§ Exercise description: Below are the entries to retype; reproduce each one exactly.

************

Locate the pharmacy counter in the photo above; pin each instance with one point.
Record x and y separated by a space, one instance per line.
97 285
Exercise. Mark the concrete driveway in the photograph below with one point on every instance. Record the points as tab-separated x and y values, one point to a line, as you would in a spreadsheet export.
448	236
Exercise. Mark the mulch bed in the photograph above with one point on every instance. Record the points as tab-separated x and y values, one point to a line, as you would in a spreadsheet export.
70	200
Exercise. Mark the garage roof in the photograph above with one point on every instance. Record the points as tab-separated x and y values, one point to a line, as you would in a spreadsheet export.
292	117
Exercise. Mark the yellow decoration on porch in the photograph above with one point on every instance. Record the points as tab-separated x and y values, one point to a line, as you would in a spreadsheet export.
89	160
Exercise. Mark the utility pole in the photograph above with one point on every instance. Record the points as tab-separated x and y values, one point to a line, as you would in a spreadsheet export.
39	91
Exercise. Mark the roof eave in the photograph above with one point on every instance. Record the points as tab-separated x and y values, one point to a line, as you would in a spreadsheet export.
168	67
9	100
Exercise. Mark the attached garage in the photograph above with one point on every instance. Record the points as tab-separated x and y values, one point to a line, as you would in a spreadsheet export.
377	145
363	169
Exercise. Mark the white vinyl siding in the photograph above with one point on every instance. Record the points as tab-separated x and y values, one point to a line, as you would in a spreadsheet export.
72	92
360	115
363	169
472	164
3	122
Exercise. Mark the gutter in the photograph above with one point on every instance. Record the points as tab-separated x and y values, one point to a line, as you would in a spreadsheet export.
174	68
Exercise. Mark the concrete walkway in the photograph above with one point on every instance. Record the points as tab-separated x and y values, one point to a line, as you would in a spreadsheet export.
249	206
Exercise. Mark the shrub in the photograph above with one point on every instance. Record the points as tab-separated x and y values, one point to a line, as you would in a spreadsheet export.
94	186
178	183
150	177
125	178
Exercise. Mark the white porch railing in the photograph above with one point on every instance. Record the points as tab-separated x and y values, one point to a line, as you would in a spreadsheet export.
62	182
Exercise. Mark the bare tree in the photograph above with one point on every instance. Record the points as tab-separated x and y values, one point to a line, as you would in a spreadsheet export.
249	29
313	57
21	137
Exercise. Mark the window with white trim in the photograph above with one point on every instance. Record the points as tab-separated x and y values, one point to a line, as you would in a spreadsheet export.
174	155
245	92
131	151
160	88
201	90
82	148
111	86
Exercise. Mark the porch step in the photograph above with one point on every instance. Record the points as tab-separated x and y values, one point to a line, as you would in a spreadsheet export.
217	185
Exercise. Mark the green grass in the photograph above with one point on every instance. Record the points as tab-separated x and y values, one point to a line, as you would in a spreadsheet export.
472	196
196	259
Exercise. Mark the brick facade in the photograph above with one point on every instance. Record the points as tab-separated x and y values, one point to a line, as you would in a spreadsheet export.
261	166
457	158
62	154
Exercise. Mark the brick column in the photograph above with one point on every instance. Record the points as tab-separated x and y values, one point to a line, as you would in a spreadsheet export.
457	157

************

§ Response to this task:
Locate the pharmacy counter in the photo above; pin each instance with one point.
Record x and y separated by a space, one instance per line.
97 285
Exercise. Mark the concrete driveway in the photograph below with one point on every instance. Record the points as tab-separated x and y values, one point to a line, as you would in a spreadsheet export.
448	236
Exercise. Mark the mulch bed in the photograph above with one point on every instance. Record the points as tab-separated x and y values, one point to a line, as you would in a spreadsheet export.
70	200
Exercise. Mark the garage roof in the photograph above with one point on every instance. Record the points as tab-separated x and y values, one point to a line, as you would in a spreadsheet export.
292	117
Exercise. Mark the yellow decoration on porch in the photograph above with one point on every instance. Record the points as tab-separated x and y values, one point to a line, as you would in a spreadsheet export.
89	160
Exercise. Mark the utility pole in the photograph above with one point on every instance. Record the points as tab-separated x and y values, one point to a line, as you would in a spreadsheet export.
39	91
Exercise. Mark the roof eave in the photograph above with one point on every instance. Record the points as tab-separated x and y values, one point to a line, as you would in a spreadsheet export.
168	67
9	100
Exercise. Mark the attached garage in the photograph above with one point on every instance. Record the points as tab-separated x and y values, one point to a line, as you would in a spreadsheet export.
377	145
363	169
Exercise. Mark the white vinyl siding in the photograph above with one point on every instance. Record the points as tab-separated x and y values, one point to a line, as you would in a spreadsheet export.
72	92
360	115
363	169
472	164
3	122
Exercise. Mark the gutter in the photograph above with one point on every instance. Record the points as tab-separated x and y values, one point to a line, as you would in a spreadsheet export.
174	68
Exercise. Mark the concrete walkway in the photograph above with one point on every instance. Record the points as tab-separated x and y values, one point to a line, as you would in a spreadsheet export.
249	206
Exercise. Mark the shrub in the photograph above with one point on every instance. Record the points as tab-separated x and y values, one point to a line, as you would in a spreadsheet export.
94	186
178	183
150	177
125	178
Exercise. Mark the white porch railing in the photograph above with one point on every instance. Record the points as tab-separated x and y values, one point to a line, as you would in a spreadsheet export.
62	182
Exercise. Mark the bare tree in the photograph above with one point on every instance. Record the points as tab-separated x and y values, one point to a line, as you would in a spreadsheet export.
249	29
313	57
21	137
Exercise. Mark the window with white trim in the photograph above with one point on every instance. Record the points as tab-separated x and y values, one point to a line, as you would in a spreadsheet export.
174	155
245	92
131	151
160	88
201	90
82	148
111	86
Exercise. Mark the porch step in the photograph above with one point on every instance. Record the points as tab-separated x and y values, one point to a line, as you would in a spreadsheet export.
217	185
Exercise. Mark the green grass in the photograph above with one point on every instance. Record the points as tab-separated x and y values, one point to a line, as you would in a spreadsheet export.
472	196
196	259
Exercise. Mark the brick facade in the photograph above with one point on every instance. Record the points as tab-separated x and y values, one point to a line, as you would in a spreadsheet export.
261	166
457	158
62	154
Exercise. Mark the brick column in the photograph above with one point on every instance. Record the points as tab-separated x and y values, one point to a line, as you would in a spreadsheet export.
457	157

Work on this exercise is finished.